→ Цитируемый текст:
◇ ◇ ◇ ◇ ◇
С другой стороны, я должен сказать, как драматурга, как автора просто Шварца нужно поздравить. Это работа не сегодняшнего дня, это может идти и через пять лет. Это та работа, которая должна оставаться у автора на письменном столе, которую можно с любовью продолжать и дальше. Это, по-моему, настоящее большое литературное произведение.
тов. ОБРАЗЦОВ
Я знаю первый вариант, я читал этот вариант вчера и я слышал его сегодня. Каждый раз я получал огромное наслаждение от совершенно безудержного таланта автора. Такое настоящее наслаждение. Вы правы, конечно, что, если даже эта вещь не пойдет, то все равно она останется значительным произведением данного автора и из его личной жизни (авторской) этого «Дракона» нельзя выдрать никакими когтями.
Но пьеса это такое произведение, которое автор хочет увидеть на сцене. И, конечно, было бы очень жалко ее ставить для того, чтобы снять. И без этого, Вы правы, неожиданно снимается ряд вещей, которые должны были ставить всюду. Но если сразу снимать, то лучше ее на полке и держать. А автору и театру такое выдерживать второй раз невозможно, можно заболеть.
Я хочу сказать вот что. Что бы я сделал, если бы я ее ставил? Что бы я сделал, будучи сам себе репертком? Я предпочитаю снимать сам, чем у меня снимут. И поэтому я по честному хочу разобраться, что бы я делал, если бы я ставил эту вещь. Между первым и вторым вариантом есть разница, не только украшающая второй вариант, но и украшающая первый. Первый вариант был точней по мысли. Может быть, эта мысль была неверная. Может быть, она была спорная, может быть, даже вредная, но она была достаточно точная, что людей надо спасать даже тогда, когда они спасаться не хотят, т.е. людей из человеческих, гуманистических соображений нужно загонять в рай мечом. И ради людей, которые не желают спасаться, Ланцелот, рискуя своей жизнью, убивает Дракона, который властвовал над людьми 400 лет, несмотря на то, что эти люди не хотят, чтобы он убивал этого дракона. Он видит спасение людей гораздо яснее, чем они то видят. Он видит потому, что он человек, не испорченный драконом. А они покалеченные драконом, испорченные люди. Вот ради этих людей он жертвует своей жизнью и убивает дракона. Убив его, выяснилось, что он ошибся, что этого, оказывается, недостаточно. Оказывается, дракон настолько распространился среди людей, что следующим ходом нужно уничтожить следующего дракона в образе преступника. И тогда нужно снимать голову другому дракону. А затем начинается огромная работа по выкорчевыванию дракона из каждого жителя, причем, если я не ошибаюсь, это брал на себя тот же Ланцелот. Он говорил: вам будет больно, но каждый должен это вытерпеть. Мне кажется, что Ланцелот не уходил, он оставался доделывать эту работу. От ассоциаций тут никуда не денешься. Они есть, этого автор не скрывает. И в этом я видел некую, может быть, очень смелую, но ассоциативную правду.
◇ ◇ ◇ ◇ ◇
(Разметка контуров)
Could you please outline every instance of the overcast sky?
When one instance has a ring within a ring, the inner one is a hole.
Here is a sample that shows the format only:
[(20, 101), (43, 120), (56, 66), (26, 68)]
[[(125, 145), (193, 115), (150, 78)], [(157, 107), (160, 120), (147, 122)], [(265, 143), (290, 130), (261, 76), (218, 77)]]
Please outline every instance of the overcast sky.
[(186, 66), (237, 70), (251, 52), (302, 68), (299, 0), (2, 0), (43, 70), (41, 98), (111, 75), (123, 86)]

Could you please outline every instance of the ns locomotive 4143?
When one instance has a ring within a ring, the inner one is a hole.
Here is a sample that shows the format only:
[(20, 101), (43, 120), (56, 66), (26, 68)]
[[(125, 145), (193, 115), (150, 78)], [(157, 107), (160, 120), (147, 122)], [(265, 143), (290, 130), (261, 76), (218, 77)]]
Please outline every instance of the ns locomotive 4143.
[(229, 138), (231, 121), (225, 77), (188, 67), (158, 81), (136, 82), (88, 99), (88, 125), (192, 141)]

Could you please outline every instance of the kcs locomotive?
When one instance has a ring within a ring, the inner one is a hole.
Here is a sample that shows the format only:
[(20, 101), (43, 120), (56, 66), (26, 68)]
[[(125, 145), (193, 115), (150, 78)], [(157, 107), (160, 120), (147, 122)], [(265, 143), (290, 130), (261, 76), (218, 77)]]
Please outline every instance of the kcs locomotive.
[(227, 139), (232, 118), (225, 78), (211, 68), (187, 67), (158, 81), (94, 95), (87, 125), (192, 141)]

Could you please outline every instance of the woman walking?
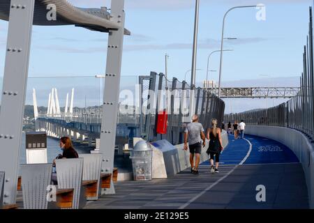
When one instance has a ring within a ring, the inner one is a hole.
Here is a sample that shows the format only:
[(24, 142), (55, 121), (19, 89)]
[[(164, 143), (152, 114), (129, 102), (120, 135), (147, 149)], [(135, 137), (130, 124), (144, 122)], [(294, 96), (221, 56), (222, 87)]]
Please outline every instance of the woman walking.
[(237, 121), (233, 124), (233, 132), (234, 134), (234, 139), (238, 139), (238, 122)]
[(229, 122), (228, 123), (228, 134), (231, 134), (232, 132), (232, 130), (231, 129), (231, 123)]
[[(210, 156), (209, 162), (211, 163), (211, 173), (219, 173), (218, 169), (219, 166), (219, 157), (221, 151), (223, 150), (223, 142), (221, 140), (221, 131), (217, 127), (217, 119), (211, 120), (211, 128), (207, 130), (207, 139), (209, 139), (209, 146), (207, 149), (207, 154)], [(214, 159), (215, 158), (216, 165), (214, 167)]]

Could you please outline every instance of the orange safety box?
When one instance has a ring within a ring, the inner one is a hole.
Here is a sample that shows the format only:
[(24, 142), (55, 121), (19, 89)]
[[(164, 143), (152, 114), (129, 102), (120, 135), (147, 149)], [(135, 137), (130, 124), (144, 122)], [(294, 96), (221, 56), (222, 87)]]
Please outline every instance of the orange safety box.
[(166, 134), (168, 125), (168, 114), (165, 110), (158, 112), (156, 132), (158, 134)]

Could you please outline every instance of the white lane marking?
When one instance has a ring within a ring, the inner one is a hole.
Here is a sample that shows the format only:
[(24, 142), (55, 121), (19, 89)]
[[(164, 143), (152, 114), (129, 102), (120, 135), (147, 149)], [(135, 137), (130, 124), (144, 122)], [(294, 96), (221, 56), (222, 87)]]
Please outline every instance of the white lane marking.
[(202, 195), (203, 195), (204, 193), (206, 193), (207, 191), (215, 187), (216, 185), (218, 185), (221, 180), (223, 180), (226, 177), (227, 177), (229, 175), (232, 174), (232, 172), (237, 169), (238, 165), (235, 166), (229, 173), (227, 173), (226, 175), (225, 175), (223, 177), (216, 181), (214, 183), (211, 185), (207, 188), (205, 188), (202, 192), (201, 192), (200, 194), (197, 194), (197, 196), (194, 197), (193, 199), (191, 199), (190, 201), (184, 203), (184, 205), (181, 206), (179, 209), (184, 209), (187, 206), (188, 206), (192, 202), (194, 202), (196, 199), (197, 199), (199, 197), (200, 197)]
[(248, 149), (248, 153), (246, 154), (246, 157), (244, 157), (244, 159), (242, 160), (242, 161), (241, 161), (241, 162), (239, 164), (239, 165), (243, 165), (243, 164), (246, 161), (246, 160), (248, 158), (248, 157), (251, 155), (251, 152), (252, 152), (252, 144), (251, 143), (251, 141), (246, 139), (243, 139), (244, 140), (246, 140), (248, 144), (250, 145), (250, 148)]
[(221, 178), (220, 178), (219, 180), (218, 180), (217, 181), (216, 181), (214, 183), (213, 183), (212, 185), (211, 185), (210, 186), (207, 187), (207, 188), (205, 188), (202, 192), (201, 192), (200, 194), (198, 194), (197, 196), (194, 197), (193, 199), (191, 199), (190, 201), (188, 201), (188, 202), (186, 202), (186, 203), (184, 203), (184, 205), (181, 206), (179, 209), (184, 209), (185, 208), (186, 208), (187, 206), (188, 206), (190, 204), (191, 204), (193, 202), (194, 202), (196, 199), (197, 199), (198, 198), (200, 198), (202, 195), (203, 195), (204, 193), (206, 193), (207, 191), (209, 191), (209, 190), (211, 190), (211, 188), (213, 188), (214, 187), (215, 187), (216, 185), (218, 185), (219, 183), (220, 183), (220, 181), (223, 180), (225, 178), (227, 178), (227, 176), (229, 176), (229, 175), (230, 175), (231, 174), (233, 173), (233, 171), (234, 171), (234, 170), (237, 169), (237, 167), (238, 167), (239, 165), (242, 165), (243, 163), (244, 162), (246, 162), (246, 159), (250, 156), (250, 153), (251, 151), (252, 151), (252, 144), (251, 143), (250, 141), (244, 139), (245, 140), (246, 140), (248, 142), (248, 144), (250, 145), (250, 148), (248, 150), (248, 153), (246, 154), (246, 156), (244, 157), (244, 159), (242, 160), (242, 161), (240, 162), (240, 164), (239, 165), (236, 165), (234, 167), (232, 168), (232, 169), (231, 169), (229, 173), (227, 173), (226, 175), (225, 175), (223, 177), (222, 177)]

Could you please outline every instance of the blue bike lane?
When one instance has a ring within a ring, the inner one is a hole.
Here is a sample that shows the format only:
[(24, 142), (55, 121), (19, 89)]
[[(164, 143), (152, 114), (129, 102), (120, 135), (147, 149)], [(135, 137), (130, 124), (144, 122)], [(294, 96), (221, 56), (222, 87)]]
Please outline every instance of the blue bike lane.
◇ ◇ ◇ ◇ ◇
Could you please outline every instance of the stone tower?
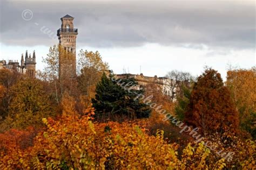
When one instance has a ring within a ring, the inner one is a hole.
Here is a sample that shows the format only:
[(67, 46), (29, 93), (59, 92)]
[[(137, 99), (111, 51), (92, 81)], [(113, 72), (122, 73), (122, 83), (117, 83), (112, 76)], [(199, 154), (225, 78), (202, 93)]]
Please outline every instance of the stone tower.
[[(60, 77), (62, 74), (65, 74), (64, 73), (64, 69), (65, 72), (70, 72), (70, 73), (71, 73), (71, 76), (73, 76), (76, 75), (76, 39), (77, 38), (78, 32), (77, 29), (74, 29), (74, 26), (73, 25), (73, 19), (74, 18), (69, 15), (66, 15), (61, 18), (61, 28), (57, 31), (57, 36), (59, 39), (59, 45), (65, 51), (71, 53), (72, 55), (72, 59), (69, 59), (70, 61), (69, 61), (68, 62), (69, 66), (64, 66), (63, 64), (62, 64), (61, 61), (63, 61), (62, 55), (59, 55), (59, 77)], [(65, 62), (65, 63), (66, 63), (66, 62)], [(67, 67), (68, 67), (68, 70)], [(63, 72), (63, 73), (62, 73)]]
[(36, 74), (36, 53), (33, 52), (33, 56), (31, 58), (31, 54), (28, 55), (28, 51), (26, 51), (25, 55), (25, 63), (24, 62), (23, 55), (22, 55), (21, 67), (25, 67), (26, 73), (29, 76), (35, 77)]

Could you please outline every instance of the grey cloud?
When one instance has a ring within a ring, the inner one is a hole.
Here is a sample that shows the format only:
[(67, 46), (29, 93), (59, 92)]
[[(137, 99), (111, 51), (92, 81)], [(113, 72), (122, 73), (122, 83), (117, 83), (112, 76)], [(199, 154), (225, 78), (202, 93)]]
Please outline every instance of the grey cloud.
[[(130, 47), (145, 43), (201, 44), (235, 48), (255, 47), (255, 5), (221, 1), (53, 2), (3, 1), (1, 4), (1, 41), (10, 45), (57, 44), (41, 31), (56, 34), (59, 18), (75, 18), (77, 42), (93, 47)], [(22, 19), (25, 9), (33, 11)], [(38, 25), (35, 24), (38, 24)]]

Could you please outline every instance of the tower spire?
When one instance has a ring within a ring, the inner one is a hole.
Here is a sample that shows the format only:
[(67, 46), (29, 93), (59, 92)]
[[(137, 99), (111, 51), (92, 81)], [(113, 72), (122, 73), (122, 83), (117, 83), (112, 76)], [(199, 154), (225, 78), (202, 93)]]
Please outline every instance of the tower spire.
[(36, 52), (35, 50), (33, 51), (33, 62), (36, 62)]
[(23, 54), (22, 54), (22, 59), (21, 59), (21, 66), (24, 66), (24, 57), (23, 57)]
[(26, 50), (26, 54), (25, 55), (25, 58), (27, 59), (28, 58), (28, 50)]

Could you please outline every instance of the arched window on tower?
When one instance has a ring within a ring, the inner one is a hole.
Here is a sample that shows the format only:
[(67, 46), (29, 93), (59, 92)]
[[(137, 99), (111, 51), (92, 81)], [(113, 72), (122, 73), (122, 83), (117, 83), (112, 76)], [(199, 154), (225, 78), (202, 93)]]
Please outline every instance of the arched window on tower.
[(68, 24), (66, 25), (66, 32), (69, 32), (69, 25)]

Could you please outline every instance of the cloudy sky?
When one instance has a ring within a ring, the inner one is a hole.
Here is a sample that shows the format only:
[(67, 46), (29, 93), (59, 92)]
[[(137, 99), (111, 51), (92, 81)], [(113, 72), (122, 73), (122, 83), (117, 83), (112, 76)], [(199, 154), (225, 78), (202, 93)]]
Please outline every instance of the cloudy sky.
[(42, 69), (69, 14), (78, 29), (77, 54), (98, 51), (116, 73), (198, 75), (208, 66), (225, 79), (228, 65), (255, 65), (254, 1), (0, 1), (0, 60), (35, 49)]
◇ ◇ ◇ ◇ ◇
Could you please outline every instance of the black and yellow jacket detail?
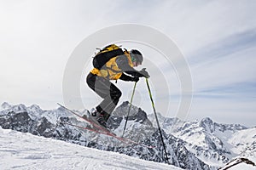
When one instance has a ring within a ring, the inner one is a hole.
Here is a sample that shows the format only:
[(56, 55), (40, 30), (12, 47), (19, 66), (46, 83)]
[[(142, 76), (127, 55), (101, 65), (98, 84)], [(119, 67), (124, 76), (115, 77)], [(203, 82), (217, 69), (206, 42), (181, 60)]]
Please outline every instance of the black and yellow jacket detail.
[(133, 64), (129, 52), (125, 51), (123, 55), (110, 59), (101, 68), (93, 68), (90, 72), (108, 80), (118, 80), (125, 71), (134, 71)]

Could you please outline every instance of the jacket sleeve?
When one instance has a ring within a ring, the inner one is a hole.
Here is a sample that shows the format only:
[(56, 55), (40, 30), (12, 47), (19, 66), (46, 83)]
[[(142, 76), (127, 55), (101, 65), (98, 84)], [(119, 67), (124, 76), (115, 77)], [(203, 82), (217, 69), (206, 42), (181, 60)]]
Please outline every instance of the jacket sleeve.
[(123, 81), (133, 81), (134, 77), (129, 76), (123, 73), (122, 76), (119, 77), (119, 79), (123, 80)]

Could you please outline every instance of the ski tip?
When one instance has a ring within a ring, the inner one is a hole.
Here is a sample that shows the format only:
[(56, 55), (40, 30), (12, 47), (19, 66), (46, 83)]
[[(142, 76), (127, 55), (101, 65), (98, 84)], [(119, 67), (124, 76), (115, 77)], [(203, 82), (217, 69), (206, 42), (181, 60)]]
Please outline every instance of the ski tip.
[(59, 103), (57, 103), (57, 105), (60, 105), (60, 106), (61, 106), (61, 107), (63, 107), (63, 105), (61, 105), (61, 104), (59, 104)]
◇ ◇ ◇ ◇ ◇
→ Короткая задача 1: Дословно перепишите фрагмент текста об обсуждении пьесы «Дракон», который начинается со слов «тов. ОБРАЗЦОВ» и заканчивается словами «невозможно, можно заболеть.».
→ Короткая задача 2: Выберите из данных все строки, где встречается слово «orange», и выпишите их.

→ Правильный ответ 1:
тов. ОБРАЗЦОВ
Я знаю первый вариант, я читал этот вариант вчера и я слышал его сегодня. Каждый раз я получал огромное наслаждение от совершенно безудержного таланта автора. Такое настоящее наслаждение. Вы правы, конечно, что, если даже эта вещь не пойдет, то все равно она останется значительным произведением данного автора и из его личной жизни (авторской) этого «Дракона» нельзя выдрать никакими когтями.
Но пьеса это такое произведение, которое автор хочет увидеть на сцене. И, конечно, было бы очень жалко ее ставить для того, чтобы снять. И без этого, Вы правы, неожиданно снимается ряд вещей, которые должны были ставить всюду. Но если сразу снимать, то лучше ее на полке и держать. А автору и театру такое выдерживать второй раз невозможно, можно заболеть.

→ Правильный ответ 2:
Could you please outline every instance of the orange safety box?
Please outline every instance of the orange safety box.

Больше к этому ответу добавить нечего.